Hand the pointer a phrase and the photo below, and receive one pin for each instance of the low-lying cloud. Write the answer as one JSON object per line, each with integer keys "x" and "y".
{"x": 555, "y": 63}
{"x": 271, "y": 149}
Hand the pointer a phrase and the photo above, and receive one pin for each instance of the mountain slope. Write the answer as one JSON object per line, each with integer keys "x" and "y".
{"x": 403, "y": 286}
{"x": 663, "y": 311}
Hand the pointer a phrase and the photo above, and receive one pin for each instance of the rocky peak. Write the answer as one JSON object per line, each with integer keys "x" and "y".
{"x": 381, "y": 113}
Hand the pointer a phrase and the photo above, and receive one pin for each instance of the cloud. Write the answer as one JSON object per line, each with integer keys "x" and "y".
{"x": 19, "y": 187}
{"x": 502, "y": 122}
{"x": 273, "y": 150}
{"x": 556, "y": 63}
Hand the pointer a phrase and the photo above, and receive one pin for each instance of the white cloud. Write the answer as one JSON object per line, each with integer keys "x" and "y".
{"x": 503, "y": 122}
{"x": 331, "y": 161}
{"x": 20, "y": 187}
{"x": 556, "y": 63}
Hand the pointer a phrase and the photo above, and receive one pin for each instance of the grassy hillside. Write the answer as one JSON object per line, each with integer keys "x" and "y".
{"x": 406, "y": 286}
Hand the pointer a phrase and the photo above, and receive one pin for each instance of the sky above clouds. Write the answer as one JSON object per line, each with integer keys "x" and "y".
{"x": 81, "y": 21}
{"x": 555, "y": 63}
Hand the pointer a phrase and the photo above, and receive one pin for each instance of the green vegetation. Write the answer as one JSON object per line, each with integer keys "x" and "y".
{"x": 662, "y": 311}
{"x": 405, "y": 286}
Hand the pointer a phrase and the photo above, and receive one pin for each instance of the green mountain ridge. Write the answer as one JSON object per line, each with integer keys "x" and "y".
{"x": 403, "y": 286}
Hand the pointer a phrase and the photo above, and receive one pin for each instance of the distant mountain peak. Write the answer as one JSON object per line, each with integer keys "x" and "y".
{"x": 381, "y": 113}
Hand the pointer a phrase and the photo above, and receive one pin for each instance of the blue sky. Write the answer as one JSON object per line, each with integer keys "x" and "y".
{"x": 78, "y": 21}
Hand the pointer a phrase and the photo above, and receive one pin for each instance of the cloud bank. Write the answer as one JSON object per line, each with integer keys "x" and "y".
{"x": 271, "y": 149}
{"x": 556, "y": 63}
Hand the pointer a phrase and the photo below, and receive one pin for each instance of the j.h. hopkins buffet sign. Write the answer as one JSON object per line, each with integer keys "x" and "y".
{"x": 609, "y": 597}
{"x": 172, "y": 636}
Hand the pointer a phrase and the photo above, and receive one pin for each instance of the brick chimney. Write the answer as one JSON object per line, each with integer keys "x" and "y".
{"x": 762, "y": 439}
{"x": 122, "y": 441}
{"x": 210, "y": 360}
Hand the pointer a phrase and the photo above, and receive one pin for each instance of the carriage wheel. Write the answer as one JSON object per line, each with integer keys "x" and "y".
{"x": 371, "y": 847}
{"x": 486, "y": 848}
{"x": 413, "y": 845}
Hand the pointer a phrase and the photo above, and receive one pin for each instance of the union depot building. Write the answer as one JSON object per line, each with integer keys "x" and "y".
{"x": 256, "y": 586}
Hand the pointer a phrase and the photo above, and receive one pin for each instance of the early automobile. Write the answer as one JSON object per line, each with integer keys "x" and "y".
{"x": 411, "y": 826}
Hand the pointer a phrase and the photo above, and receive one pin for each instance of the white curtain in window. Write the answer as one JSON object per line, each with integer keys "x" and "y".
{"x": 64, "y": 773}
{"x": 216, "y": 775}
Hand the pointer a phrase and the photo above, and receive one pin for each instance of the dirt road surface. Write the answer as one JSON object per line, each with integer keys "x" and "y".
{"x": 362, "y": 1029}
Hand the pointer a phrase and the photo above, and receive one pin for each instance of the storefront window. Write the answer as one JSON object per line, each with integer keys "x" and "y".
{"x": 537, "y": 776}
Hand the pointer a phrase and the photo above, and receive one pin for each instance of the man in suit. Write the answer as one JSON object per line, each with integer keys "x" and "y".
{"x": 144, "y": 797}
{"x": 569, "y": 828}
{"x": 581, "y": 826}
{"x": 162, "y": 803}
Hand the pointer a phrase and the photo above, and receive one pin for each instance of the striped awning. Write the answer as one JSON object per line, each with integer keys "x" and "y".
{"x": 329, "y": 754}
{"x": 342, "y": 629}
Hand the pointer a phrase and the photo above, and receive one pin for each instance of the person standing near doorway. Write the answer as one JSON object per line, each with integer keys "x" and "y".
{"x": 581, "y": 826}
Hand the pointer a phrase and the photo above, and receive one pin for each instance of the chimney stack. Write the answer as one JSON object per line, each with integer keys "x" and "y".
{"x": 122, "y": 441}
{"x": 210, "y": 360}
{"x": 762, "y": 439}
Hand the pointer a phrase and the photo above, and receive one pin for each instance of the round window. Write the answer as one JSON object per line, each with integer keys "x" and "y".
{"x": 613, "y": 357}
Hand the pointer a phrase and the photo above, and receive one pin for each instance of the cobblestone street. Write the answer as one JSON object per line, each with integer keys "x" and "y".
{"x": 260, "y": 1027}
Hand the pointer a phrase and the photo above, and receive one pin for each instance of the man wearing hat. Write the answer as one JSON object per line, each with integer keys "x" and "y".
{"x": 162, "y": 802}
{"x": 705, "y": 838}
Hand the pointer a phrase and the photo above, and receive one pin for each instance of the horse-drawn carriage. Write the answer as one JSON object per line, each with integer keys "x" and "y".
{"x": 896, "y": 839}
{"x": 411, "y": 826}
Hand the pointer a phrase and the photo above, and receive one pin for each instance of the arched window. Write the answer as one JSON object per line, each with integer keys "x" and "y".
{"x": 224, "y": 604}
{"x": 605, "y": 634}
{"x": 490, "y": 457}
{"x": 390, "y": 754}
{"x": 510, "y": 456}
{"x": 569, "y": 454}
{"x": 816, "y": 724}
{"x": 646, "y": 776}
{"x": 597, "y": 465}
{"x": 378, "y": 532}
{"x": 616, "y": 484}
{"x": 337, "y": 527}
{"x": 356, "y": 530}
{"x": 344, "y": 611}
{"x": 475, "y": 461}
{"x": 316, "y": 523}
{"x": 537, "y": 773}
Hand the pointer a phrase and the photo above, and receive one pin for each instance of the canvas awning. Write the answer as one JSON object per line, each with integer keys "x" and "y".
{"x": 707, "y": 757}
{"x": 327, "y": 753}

☆ ☆ ☆

__PROBLEM TO WORK ON__. Update all the records above by replacing "one pin" with "one marker" everywhere it appears, and leave everything else the same.

__CORRECT ANSWER__.
Hand the pointer a phrase and the photo below, and receive one marker for each instance of the low-lying cloud. Write the answer as one JSON object per line, each with integer keys "x" and "y".
{"x": 555, "y": 63}
{"x": 271, "y": 149}
Hand the pointer a phrase and the photo above, and receive one marker for each instance of the mountain slope. Write the answer as one JSON object per line, each with integer keys "x" and "y".
{"x": 403, "y": 286}
{"x": 663, "y": 311}
Hand the pointer a phrase and the photo above, and receive one marker for each instance of the rocky peak. Write the answer as one JSON object per line, each with integer keys "x" and "y".
{"x": 381, "y": 113}
Hand the pointer a phrase and the photo above, and receive one marker for each instance of the cloud. Write the answer as one JSON object per line, each with integer keys "x" and "y".
{"x": 19, "y": 187}
{"x": 502, "y": 122}
{"x": 273, "y": 150}
{"x": 556, "y": 63}
Hand the pointer a phrase and the photo above, and receive one marker for each instance of the white cloud. Write the answer as one JSON object per line, each with integer keys "x" and "y".
{"x": 503, "y": 122}
{"x": 331, "y": 161}
{"x": 20, "y": 187}
{"x": 556, "y": 63}
Hand the pointer a phrase and the photo above, and receive one marker for each instance of the grassy hillside. Write the answer as one JSON object per line, each with integer keys "x" and "y".
{"x": 406, "y": 286}
Hand the pointer a phrase and the photo above, and receive one marker for each instance of the sky above clouds. Write the answer as one JSON object per line, each with integer keys "x" and "y".
{"x": 81, "y": 21}
{"x": 555, "y": 63}
Hand the pointer a phrase and the photo above, and receive one marker for each instance of the green vegetation. Write the answer as one JSON object per line, each with integer keys "x" and "y".
{"x": 662, "y": 311}
{"x": 405, "y": 286}
Hand the pointer a phrase and the photo above, and receive one marker for each instance of the green mountain ridge. Write the answer as one JSON object per line, each with integer keys "x" and "y".
{"x": 403, "y": 286}
Hand the pointer a phrase and the photo above, and receive one marker for each instance of the distant mountain peak. Write the answer as one JSON object per line, each with integer keys "x" and "y".
{"x": 381, "y": 113}
Hand the pointer a phrase and the photo above, and receive one marker for each instance of the blue sky. Write the answer as one JSON object per line, each with integer keys "x" and "y".
{"x": 78, "y": 21}
Hand the pointer a phrase and the photo above, and receive one marker for each instance of the cloud bank. Write the answer as one JSON object per line, each with integer keys "x" and "y".
{"x": 271, "y": 149}
{"x": 556, "y": 63}
Hand the pointer a phrase and the photo below, and receive one marker for each instance of the j.h. hopkins buffet sign. Write the answer as one JSON object per line, each with integer keys "x" and "y".
{"x": 609, "y": 597}
{"x": 172, "y": 636}
Hand the pointer a phrase and the photo above, and receive one marker for each instance of the brick chimney. Write the answer as one JSON object per line, each with integer keys "x" and "y".
{"x": 762, "y": 439}
{"x": 122, "y": 441}
{"x": 210, "y": 360}
Hand the pointer a phrase and the photo above, and receive one marker for each instance of the carriage wheel. Write the answer as one JSON object per line, each with integer keys "x" and "y".
{"x": 371, "y": 847}
{"x": 486, "y": 848}
{"x": 413, "y": 845}
Hand the pointer a phrase and the photo above, and receive one marker for each instance of the union depot building. Write the answer as one JSON object per line, each with integer keys "x" and "y".
{"x": 256, "y": 586}
Hand the pointer a phrase and the photo above, and receive one marker for each instance of the early automobile. Write the answer as one JSON object per line, each with integer keys "x" and "y".
{"x": 411, "y": 826}
Hand the pointer a phrase and the photo above, and receive one marker for each instance of the white curtain in window. Write the answer as one JSON object per line, each with integer keys "x" and "y".
{"x": 64, "y": 773}
{"x": 216, "y": 775}
Hand the pointer a phrase and the photo above, and receive one marker for each instance of the dirt road surface. Write the answer as one JSON object per line, each with integer keys "x" and "y".
{"x": 362, "y": 1029}
Hand the pointer a phrase and the photo above, and receive one marker for each instance of the storefront window. Write the answer as one JSON object per line, each with integer keys "x" and "y".
{"x": 537, "y": 776}
Hand the pointer a phrase and the photo above, and receive one marker for each instance of the man in suit. Write the answer as one JSON object per line, each with integer keys "x" and "y".
{"x": 144, "y": 797}
{"x": 569, "y": 828}
{"x": 581, "y": 826}
{"x": 162, "y": 803}
Hand the pointer a phrase and the photo above, and receive one marker for each instance of the striped awning. Write the answer as one JSON object per line, each with integer keys "x" and "y".
{"x": 329, "y": 754}
{"x": 342, "y": 629}
Hand the pointer a phrase and the photo above, and receive one marker for each instance of the person standing near doorway. Write the answer as one JSON object per line, each with integer keys "x" and "y".
{"x": 581, "y": 826}
Hand the pointer a phrase and the photo above, and receive one marker for each instance of the chimney stack. Write the answer as one JSON object per line, each with integer keys "x" and "y".
{"x": 122, "y": 441}
{"x": 210, "y": 360}
{"x": 762, "y": 439}
Hand the pointer a phrase and the photo above, and receive one marker for each instance of the round window. Write the answer as one JSON object per line, each with integer keys "x" and "y".
{"x": 613, "y": 357}
Hand the pointer a phrase and the photo above, and receive one marker for each instance of the cobblestone street. Write the answer as one JSON object per line, each with integer keys "x" and "y".
{"x": 260, "y": 1027}
Hand the pointer a phrase and the photo above, and receive one marker for each instance of the man wearing hat. Write the answer as one JSON object per line, each with integer keys "x" and "y".
{"x": 162, "y": 802}
{"x": 705, "y": 838}
Hand the pointer a phrase and the photo above, and receive one marker for each instance of the horse-drawn carriage. Write the answer as one JSON object per line, each with integer keys "x" and "y".
{"x": 896, "y": 839}
{"x": 411, "y": 826}
Hand the pointer a phrase and the photo above, and receive one marker for each instance of the arched window. Write the answer as one JSON object per line, each with integer keys "x" and "y".
{"x": 224, "y": 604}
{"x": 605, "y": 634}
{"x": 490, "y": 457}
{"x": 390, "y": 754}
{"x": 510, "y": 456}
{"x": 569, "y": 454}
{"x": 816, "y": 724}
{"x": 646, "y": 776}
{"x": 597, "y": 465}
{"x": 378, "y": 532}
{"x": 616, "y": 484}
{"x": 337, "y": 527}
{"x": 356, "y": 530}
{"x": 344, "y": 611}
{"x": 475, "y": 461}
{"x": 316, "y": 523}
{"x": 537, "y": 773}
Hand the pointer a phrase and the photo above, and receive one marker for each instance of the canvas awning. Write the answer as one JSON object per line, each with integer keys "x" and "y".
{"x": 707, "y": 757}
{"x": 327, "y": 753}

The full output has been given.